Required task: Copy out the listing below, starting at the line that contains "Where can you spot the barn roof" and ending at the line that contains "(1003, 165)", requests included. Scale every point coordinate in the answers by 2.15 and round each result to a whole number, rounding halves up.

Dataset extract:
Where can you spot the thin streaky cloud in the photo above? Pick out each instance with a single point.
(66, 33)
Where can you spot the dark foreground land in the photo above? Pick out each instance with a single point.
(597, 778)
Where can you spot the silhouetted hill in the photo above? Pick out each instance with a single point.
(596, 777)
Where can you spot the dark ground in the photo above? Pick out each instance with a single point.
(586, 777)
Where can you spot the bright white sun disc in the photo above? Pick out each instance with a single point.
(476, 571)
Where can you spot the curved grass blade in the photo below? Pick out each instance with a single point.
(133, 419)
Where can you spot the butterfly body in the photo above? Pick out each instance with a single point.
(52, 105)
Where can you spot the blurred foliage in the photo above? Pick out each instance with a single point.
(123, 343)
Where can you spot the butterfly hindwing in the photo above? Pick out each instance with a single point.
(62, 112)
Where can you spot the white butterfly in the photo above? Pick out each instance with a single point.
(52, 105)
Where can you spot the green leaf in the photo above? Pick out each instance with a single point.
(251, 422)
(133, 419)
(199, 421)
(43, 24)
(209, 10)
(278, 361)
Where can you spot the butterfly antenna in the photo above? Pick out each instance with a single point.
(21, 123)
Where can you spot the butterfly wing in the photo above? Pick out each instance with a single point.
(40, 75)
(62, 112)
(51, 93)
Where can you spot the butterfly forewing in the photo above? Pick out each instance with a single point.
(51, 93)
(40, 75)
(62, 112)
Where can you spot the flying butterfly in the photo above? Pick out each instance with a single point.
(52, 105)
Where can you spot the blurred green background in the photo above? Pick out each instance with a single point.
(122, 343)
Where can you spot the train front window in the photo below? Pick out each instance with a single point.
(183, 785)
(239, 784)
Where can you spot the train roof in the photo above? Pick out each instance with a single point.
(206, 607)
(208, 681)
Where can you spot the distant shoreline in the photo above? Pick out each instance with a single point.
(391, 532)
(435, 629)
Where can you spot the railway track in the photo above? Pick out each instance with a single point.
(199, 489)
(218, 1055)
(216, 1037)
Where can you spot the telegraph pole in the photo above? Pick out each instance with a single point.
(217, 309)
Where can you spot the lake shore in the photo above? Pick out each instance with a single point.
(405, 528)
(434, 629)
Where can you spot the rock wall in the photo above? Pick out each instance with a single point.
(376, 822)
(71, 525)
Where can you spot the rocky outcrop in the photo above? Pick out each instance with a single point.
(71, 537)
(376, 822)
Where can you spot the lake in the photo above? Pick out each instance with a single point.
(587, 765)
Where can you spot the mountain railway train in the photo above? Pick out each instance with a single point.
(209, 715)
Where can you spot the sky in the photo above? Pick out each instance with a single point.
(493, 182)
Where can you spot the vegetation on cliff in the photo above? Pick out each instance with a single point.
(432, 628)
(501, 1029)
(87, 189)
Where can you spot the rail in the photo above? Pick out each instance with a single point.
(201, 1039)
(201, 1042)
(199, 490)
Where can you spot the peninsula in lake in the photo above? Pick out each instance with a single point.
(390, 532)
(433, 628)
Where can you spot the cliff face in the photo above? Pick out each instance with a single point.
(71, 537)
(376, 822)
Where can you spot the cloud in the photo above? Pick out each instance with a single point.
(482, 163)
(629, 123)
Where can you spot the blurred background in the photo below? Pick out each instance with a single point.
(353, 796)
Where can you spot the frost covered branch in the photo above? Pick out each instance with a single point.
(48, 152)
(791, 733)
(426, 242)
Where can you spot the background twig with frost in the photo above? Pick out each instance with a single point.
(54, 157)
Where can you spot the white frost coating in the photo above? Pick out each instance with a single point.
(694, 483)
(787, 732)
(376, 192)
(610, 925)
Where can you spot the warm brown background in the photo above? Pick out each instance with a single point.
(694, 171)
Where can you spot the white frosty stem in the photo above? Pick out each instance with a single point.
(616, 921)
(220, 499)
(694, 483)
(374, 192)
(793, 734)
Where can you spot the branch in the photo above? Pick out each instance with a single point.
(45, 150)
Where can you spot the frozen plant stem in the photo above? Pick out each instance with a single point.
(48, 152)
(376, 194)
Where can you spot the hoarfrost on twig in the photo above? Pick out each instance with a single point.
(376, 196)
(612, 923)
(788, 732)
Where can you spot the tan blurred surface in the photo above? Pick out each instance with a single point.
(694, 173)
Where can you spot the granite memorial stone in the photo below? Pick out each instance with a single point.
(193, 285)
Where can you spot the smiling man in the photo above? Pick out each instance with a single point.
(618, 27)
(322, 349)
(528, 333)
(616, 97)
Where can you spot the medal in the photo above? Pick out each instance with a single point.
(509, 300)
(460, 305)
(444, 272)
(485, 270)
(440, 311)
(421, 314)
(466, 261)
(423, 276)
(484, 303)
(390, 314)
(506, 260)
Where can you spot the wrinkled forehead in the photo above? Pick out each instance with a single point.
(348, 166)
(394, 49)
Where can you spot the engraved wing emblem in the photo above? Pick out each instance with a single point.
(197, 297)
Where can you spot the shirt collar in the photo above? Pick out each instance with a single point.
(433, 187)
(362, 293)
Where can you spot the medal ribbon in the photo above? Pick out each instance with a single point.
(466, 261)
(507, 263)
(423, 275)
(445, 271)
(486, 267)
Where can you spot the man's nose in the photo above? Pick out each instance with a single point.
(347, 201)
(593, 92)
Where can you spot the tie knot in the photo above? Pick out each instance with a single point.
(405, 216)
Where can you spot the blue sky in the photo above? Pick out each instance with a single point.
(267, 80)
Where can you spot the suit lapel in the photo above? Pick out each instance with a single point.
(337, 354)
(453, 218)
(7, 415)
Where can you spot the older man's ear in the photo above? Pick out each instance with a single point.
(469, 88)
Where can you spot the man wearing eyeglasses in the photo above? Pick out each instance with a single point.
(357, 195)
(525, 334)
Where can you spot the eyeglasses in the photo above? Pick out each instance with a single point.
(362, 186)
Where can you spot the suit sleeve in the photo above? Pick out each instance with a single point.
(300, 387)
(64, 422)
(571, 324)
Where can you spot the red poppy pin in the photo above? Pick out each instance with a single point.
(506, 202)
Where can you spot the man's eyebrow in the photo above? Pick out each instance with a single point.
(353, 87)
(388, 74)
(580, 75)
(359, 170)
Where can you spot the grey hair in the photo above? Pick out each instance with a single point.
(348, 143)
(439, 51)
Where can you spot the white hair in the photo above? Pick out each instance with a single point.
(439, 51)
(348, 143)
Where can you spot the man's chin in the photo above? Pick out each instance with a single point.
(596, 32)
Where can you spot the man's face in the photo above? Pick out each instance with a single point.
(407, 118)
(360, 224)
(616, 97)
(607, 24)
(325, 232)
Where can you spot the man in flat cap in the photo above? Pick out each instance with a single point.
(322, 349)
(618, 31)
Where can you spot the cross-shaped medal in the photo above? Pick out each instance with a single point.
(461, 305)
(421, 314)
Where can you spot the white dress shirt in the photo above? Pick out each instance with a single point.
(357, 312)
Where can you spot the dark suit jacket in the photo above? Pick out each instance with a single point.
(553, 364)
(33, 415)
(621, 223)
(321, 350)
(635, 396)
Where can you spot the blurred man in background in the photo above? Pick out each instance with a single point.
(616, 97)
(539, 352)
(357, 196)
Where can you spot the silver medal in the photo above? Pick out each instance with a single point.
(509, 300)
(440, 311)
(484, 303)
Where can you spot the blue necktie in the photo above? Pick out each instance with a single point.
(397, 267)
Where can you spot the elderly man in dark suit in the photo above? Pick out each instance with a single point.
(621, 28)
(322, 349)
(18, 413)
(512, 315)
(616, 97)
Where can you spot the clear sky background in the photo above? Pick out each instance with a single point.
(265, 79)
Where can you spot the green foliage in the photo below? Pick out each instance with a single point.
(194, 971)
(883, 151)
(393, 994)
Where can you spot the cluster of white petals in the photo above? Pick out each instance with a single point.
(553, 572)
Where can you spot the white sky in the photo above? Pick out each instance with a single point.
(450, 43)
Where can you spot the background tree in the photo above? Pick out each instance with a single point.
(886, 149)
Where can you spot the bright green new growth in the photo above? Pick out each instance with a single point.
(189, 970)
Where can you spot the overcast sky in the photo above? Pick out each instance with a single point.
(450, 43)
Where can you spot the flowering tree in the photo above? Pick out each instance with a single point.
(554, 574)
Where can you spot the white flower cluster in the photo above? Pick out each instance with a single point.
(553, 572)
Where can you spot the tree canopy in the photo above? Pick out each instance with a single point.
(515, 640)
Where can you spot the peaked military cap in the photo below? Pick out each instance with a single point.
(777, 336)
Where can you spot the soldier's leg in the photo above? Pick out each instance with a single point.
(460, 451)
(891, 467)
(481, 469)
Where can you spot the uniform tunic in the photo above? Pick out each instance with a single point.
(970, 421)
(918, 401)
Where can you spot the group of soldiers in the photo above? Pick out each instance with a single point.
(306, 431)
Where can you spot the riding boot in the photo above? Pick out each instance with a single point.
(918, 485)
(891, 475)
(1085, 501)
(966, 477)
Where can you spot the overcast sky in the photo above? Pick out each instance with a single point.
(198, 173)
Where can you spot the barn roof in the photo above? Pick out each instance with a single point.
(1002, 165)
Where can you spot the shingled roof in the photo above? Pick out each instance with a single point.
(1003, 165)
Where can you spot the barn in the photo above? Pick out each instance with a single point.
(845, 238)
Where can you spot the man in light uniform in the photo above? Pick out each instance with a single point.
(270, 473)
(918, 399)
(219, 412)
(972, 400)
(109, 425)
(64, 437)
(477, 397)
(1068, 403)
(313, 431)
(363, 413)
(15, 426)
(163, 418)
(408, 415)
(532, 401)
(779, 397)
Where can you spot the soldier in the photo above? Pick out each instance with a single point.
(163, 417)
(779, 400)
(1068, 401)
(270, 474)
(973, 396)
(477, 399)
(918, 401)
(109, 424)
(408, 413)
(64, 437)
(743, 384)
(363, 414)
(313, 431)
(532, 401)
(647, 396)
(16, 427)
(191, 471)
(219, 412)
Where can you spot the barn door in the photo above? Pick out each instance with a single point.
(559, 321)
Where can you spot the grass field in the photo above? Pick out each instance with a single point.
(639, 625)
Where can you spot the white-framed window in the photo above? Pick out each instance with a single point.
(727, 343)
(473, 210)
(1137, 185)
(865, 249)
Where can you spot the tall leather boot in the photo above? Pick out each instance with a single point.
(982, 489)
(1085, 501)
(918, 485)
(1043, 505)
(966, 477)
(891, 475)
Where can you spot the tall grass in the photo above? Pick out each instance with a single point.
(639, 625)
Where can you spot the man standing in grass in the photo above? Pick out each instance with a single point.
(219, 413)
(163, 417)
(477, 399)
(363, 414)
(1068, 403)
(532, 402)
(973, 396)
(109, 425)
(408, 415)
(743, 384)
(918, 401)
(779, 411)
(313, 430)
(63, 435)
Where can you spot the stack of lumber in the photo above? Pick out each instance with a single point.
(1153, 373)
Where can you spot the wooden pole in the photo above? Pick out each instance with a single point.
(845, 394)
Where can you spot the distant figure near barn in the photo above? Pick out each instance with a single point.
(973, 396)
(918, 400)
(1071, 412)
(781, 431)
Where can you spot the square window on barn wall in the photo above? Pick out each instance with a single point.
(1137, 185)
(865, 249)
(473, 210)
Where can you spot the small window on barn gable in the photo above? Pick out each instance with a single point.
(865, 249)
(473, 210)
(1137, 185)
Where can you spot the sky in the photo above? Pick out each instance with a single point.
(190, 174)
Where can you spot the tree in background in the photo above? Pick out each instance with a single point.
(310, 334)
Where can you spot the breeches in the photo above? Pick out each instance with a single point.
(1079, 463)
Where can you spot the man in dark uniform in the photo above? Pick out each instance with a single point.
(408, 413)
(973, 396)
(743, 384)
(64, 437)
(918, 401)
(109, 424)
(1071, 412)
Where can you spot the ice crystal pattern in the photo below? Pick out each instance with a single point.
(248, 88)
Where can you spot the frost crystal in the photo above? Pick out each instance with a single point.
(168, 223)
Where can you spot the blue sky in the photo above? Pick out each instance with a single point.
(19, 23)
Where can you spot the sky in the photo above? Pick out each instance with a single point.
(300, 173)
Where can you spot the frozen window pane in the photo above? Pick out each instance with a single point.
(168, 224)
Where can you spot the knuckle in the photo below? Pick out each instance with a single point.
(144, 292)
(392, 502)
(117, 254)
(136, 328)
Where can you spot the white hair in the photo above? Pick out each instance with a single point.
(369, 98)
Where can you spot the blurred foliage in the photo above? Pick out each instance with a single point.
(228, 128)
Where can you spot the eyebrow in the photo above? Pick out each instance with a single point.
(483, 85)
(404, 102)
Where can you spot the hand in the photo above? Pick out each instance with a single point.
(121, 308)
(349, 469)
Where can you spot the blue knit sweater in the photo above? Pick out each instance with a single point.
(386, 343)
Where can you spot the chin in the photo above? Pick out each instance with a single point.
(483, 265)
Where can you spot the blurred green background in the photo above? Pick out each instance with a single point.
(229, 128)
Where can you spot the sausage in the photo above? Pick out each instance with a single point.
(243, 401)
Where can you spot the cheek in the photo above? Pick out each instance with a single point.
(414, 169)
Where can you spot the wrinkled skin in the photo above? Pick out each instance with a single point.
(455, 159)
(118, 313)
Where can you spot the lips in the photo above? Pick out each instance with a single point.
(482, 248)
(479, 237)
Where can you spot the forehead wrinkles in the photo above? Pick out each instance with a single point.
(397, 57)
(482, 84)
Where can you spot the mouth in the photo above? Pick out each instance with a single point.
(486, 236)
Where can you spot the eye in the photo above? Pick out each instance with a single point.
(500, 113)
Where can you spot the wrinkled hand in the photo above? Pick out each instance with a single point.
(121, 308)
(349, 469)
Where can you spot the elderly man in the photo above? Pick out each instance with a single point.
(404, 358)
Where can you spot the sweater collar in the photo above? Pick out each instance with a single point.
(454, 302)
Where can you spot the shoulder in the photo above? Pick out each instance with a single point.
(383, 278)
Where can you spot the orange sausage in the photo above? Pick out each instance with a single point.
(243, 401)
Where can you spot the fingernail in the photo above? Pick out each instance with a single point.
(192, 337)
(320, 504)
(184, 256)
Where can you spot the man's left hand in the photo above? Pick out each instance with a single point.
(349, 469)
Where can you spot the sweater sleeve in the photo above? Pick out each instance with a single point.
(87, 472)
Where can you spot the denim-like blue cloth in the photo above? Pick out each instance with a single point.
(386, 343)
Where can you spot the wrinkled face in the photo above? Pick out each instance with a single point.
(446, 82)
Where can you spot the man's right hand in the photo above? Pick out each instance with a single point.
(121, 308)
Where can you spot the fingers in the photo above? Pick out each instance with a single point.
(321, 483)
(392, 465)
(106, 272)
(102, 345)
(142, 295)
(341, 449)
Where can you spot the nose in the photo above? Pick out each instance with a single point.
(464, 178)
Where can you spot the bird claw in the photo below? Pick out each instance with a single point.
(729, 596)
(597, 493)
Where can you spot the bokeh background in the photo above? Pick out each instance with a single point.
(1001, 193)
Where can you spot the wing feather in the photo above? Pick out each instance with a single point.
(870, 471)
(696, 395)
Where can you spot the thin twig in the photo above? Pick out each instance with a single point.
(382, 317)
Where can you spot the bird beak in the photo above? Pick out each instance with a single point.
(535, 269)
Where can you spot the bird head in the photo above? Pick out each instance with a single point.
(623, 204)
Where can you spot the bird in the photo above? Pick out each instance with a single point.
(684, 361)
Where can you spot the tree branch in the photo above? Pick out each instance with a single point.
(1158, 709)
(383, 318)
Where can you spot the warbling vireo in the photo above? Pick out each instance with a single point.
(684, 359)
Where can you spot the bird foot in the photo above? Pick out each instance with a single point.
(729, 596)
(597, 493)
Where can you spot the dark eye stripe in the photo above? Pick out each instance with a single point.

Worked solution:
Where can you spot the barn roof in the photo above? Pick out each instance with a single point.
(2154, 355)
Where can you spot the shingled roof in the photo above? Pick out each instance with a single point.
(2156, 355)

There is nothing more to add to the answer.